== Goal of the exercise ==
Copy out all of the records below without changing a single character.
== Material to process
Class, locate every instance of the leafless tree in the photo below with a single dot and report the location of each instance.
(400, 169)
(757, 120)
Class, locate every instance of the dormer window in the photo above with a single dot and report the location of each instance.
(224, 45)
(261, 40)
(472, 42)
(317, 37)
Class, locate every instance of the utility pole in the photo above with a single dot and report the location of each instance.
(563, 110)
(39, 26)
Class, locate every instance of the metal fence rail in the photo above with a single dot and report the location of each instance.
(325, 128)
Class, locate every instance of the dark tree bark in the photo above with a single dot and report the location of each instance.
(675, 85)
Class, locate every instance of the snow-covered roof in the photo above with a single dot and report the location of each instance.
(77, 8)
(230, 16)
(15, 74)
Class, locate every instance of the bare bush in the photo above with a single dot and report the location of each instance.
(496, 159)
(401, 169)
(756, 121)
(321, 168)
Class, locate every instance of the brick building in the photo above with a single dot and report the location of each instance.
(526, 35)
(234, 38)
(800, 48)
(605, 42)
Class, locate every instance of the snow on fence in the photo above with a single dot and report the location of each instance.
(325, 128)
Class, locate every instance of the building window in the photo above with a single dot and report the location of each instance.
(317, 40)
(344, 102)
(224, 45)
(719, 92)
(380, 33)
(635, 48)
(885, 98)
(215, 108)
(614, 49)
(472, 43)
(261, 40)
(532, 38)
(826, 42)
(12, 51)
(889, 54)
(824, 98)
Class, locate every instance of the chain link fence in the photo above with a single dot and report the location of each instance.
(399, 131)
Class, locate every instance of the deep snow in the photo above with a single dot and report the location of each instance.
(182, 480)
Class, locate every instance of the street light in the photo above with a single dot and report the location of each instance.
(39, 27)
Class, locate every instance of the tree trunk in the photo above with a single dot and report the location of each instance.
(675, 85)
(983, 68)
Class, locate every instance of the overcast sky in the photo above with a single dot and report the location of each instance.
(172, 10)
====
== Right answer ==
Class, locate every instance of the leafless tree in the photo below with a single dot and report the location of each instance.
(400, 169)
(757, 120)
Class, locate every instance of the dormer window in the photo above with a single dot and report the location of each instance.
(224, 45)
(261, 40)
(472, 42)
(317, 37)
Class, locate every instance of the utility pole in the photo above with a single dot and report the location of each instance.
(563, 110)
(39, 26)
Class, locate every instance of the metal fence rail in the photo above with a single dot and report the location of each instance.
(325, 128)
Class, locate every instance of the dark tree bark in the photo above with a single dot and report the location of each instance.
(675, 85)
Class, locate every instance of the snow-covered roof in the photo above with a single dot and report the location of each instance.
(77, 8)
(230, 16)
(15, 74)
Class, locate every instance of the bare bush in the photo above with a single dot and report the location of each instance.
(496, 159)
(401, 169)
(756, 121)
(321, 168)
Class, locate every instance of the brick building in the photo above with a single dot and report the location of each instance.
(526, 35)
(234, 38)
(800, 48)
(605, 42)
Class, locate every instance of the snow on fence in the photo above with a single dot and report the location of each instance.
(325, 128)
Class, locate every instance of the building window in the photo above with a single dot and report the location of each instance.
(317, 40)
(344, 102)
(224, 45)
(719, 92)
(380, 33)
(635, 48)
(885, 98)
(215, 108)
(614, 49)
(472, 43)
(261, 40)
(532, 38)
(826, 42)
(12, 51)
(889, 54)
(824, 98)
Class, locate every instance of the chain link fence in the photo above with a single dot and report the location of each instance.
(399, 131)
Class, locate every instance of the deep snow in the photo above with a single dot and report the location of each instance.
(182, 480)
Class, locate every instance of the street light in the photo above with a single dot and report the location of each instance.
(39, 27)
Class, locate every instance of the tree trunk in the photo above with a single dot and report the location of each instance.
(675, 85)
(983, 68)
Class, locate every instance of the overcast sky in the photo above with a single dot and report the location of each instance.
(172, 10)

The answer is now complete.